(Listed records)
----

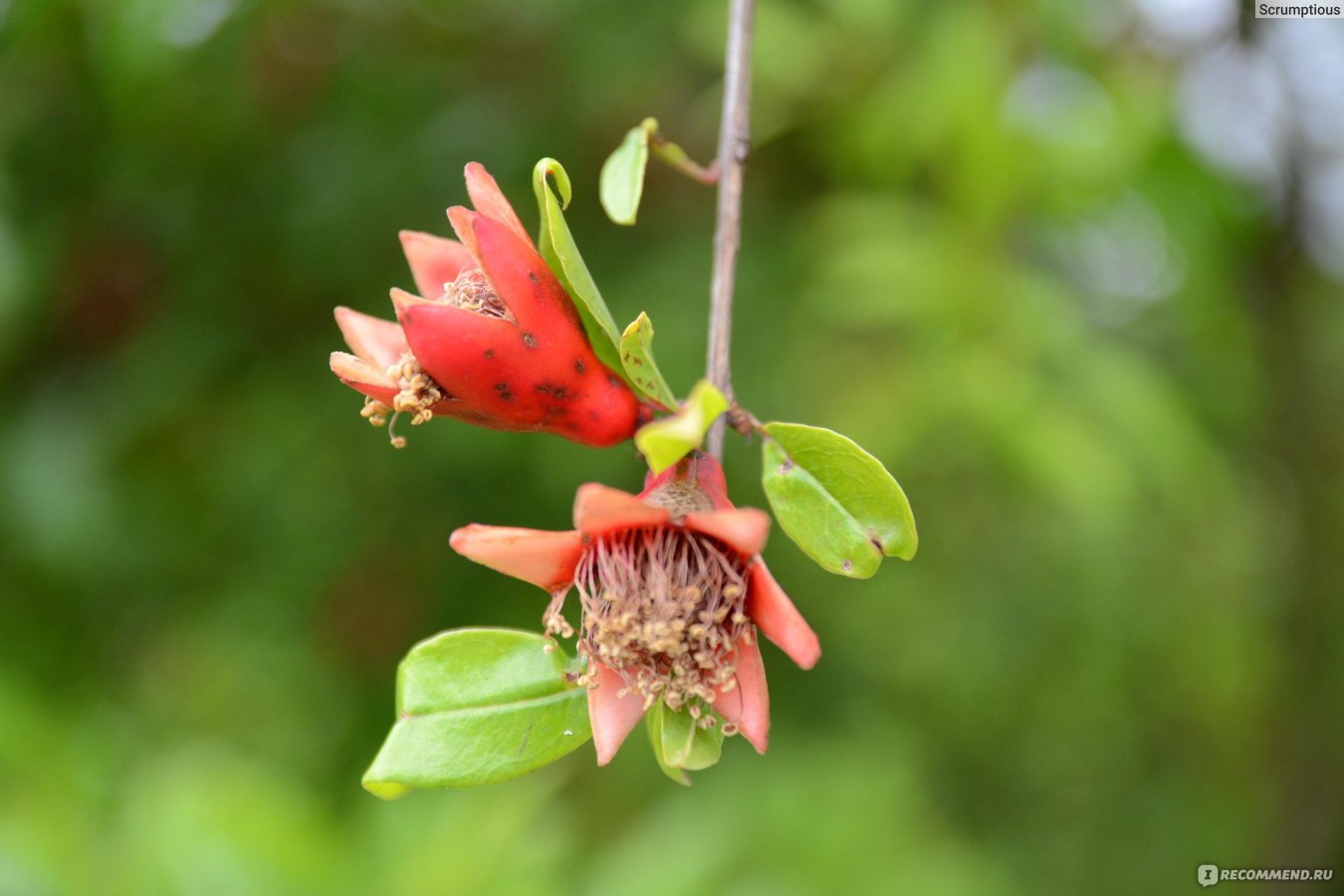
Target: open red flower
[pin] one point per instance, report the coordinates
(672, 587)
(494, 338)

----

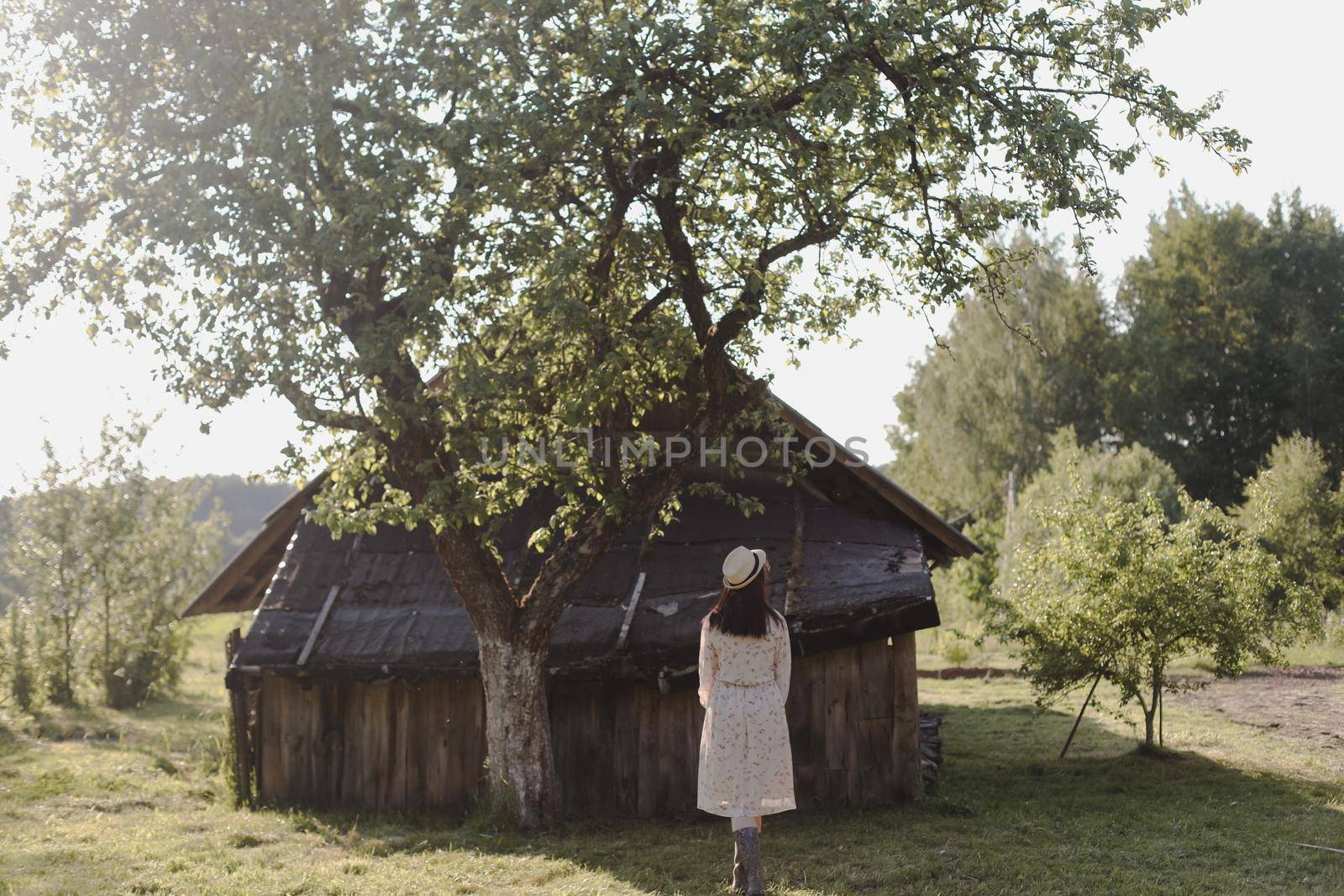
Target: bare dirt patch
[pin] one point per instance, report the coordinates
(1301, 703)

----

(Aim of the exercise) In how many lines of the records does the word "Target" appear? Reply with the number only.

(Solution for this task) 2